**Excerpted passage:**

BEGIN

Edgar Award Nominee
One of the Best Books of the Year: O, The Oprah Magazine, Time, The Washington Post, The Christian Science Monitor, St. Louis Post-Dispatch, San Francisco Chronicle
With a New Afterword
On April 4, 1968, James Earl Ray shot Martin Luther King at the Lorraine Motel. The nation was shocked, enraged, and saddened. As chaos erupted across the country and mourners gathered at King's funeral, investigators launched a sixty-five day search for King’s assassin that would lead them across two continents. With a blistering, cross-cutting narrative that draws on a wealth of dramatic unpublished documents, Hampton Sides, bestselling author of Ghost Soldiers, delivers a non-fiction thriller in the tradition of William Manchester's The Death of a President and Truman Capote's In Cold Blood. With Hellhound On His Trail, Sides shines a light on the largest manhunt in American history and brings it to life for all to see.
Excerpted from Hellhound On His Trail by Hampton Sides. Copyright © 2010 by Hampton Sides. Excerpted by permission of Anchor, a division of Random House LLC. All rights reserved. No part of this excerpt may be reproduced or reprinted without permission in writing from the publisher.
Hampton Sides is an award-winning editor of Outside and the author of the bestselling histories Hellhound on his Trial, Blood and Thunder and Ghost Soldiers. He lives in New Mexico with his wife, Anne, and their three sons.
How did the idea for Hellhound on His Trail come to you? What made you decide to focus on James Earl Ray?
So many books have concentrated on either advancing or debunking conspiracy theories about the King assassination, but few have looked hard at James Earl Ray himself. Who was this guy? What were his habits, his movements, his motives? I found him to be profoundly screwed up, but screwed up in an absolutely fascinating way. He was a kind of empty vessel of the culture. He was drawn to so many fads and pop-trends of the late nineteen-sixties. He got a nose job, took dancing lessons, graduated from bar-tending school, got into hypnosis and weird self-help books, enrolled in a locksmithing course, even aspired to be a porn director. His personality had all these quirks and contradictions. He was supposedly stupid, but he somehow managed to escape from two maximum security prisons. Some claimed he wasn’t a racist, yet he worked for the Wallace Campaign, called King “Martin Lucifer Coon,” tried to emigrate to Rhodesia to become a mercenary soldier, and eventually hired a Nazi lawyer to defend him. He lived in absolute filth and squalor, but kept his clothes fastidiously laundered. And in the end, ironically, that’s what caught him: A tiny identifying laundry tag stamped into the inseam of a pair of undershorts found near the scene of the King assassination.
The “Notes” and “Bibliography” sections of Hellhound on His Trail total more than 50 pages—how did you begin to tackle the wealth of information that exists about Martin Luther King’s assassination? What was your research process like?

END

**Record extracts:**
BEGIN

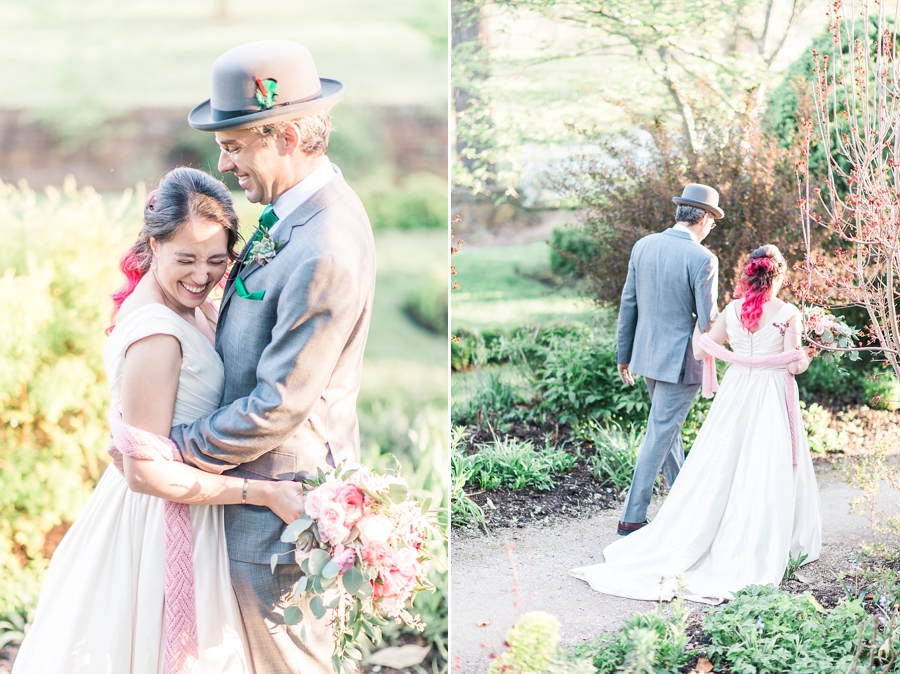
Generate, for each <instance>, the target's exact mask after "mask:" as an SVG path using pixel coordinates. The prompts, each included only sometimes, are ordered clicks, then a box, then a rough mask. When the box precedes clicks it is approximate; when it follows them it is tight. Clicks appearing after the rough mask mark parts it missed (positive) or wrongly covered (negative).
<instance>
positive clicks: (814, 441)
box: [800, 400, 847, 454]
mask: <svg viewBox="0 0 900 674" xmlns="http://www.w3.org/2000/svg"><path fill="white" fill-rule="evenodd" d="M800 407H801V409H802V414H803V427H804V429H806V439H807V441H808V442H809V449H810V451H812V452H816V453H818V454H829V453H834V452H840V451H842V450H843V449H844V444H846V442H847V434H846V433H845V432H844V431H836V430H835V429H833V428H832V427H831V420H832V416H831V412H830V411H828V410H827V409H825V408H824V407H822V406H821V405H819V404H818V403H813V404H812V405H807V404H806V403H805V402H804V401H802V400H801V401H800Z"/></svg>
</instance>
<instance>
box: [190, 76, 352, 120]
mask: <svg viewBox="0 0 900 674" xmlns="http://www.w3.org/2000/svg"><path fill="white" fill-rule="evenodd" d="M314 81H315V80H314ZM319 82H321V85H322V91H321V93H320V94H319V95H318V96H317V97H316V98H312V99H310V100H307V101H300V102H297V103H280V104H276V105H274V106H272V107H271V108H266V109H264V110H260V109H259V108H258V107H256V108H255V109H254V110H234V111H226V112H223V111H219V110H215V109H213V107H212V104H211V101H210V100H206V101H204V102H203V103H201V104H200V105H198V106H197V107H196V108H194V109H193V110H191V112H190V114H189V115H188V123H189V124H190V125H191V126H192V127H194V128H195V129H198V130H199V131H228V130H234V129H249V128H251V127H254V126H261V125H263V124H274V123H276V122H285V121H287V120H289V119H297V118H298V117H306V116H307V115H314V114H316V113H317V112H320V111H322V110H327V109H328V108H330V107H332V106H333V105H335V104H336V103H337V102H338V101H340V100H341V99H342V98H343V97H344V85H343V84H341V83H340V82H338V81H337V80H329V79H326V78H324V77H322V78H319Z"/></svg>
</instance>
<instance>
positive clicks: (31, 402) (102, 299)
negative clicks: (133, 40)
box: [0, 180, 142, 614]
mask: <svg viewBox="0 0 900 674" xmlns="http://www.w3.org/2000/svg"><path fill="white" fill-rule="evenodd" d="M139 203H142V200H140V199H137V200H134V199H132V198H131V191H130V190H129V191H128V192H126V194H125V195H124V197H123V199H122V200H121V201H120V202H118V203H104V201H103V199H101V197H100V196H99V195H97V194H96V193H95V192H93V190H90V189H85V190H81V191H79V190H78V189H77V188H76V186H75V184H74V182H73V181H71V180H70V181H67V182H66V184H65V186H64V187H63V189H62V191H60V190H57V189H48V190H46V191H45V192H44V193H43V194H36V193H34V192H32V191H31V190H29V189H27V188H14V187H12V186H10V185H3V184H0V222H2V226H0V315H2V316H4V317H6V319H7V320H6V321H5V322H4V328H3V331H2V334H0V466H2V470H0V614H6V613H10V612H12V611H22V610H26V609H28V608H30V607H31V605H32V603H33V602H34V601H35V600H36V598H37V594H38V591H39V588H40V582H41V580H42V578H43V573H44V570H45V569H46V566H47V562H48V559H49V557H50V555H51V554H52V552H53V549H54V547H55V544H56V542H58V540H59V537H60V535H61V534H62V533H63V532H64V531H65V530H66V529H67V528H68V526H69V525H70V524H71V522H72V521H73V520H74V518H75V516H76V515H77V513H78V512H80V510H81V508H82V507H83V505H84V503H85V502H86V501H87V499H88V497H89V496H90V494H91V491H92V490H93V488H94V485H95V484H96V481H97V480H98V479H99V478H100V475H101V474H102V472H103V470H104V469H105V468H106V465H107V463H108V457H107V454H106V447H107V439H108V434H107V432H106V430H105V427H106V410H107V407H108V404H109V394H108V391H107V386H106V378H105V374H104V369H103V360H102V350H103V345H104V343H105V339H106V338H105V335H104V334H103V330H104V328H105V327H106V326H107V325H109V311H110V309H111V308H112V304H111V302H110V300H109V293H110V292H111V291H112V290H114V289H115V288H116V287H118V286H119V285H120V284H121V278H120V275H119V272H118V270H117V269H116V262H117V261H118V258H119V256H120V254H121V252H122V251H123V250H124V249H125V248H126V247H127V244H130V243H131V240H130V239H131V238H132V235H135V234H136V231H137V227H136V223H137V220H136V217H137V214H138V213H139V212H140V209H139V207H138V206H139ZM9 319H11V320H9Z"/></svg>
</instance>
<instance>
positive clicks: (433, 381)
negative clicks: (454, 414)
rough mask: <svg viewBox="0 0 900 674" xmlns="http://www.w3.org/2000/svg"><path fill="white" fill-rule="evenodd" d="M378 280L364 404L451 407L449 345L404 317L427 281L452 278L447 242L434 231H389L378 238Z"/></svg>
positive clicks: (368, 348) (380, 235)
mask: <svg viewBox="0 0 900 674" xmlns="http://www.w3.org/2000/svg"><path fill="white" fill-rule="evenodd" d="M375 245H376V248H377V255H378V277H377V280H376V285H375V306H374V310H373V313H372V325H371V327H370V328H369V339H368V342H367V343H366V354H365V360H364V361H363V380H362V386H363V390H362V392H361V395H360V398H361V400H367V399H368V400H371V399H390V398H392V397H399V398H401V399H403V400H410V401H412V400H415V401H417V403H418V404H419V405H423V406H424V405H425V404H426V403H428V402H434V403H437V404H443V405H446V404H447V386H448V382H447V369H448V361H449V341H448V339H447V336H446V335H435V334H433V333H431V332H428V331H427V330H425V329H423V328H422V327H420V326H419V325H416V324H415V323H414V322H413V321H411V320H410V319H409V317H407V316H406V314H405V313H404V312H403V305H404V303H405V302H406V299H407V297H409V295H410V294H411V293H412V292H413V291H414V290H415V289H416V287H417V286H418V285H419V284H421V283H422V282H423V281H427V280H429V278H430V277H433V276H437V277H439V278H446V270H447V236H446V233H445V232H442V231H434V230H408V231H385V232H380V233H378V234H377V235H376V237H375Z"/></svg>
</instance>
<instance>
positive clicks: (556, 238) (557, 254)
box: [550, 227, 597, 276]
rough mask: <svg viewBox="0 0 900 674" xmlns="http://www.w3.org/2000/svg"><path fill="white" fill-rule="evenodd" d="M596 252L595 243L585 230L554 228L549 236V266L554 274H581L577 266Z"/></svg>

END

**Activity 1:** Return the passage of the Hellhound On His Trail book page starting with "Excerpted from Hellhound" and going on through "James Earl Ray?".
**Activity 2:** Resume the Hellhound On His Trail book page from the point where it stops.
None of the data is required for this work.

**Answer section 1:**
Excerpted from Hellhound On His Trail by Hampton Sides. Copyright © 2010 by Hampton Sides. Excerpted by permission of Anchor, a division of Random House LLC. All rights reserved. No part of this excerpt may be reproduced or reprinted without permission in writing from the publisher.
Hampton Sides is an award-winning editor of Outside and the author of the bestselling histories Hellhound on his Trial, Blood and Thunder and Ghost Soldiers. He lives in New Mexico with his wife, Anne, and their three sons.
How did the idea for Hellhound on His Trail come to you? What made you decide to focus on James Earl Ray?

**Answer section 2:**
The research nearly gave me an aneurysm. But in the end, Hellhound is a work of narrative history, not a journalistic expose. I don't think I unearthed any massive bombshells that will change the world forever—like, say, proving once and for all that J. Edgar Hoover actually orchestrated the whole affair. Instead, what I unearthed were thousands and thousands of tiny details that make the story come alive on the page and make it possible, for the first time, to understand the tragedy as a complete, multi-stranded narrative. The book's packed full of novelistic detail—weather, architecture, what people were wearing, what the landscape looked like, the music that was playing on the radio. To get all this stuff, I had to do the usual sort of archival work—from the LBJ Presidential Library in Austin to the London newspaper archives—and I went pretty much everywhere James Earl Ray went, following in his fugitive footsteps: Puerto Vallarta, Toronto, Los Angeles, Atlanta, Birmingham, Lisbon, London. But my real ace in the hole was a retired Memphis cop named Vince Hughes who has compiled the most fascinating, and most comprehensive, digital archive about the MLK assassination on the planet: Crime scene photos, police reports, unexpurgated FBI files, audio tapes, and many hundreds of thousands of unpublished documents that proved a real godsend. Every non-fiction writer needs to find a guy named Vince. Thank God I found mine.
Has being a Memphis native affected your perspective on King’s death?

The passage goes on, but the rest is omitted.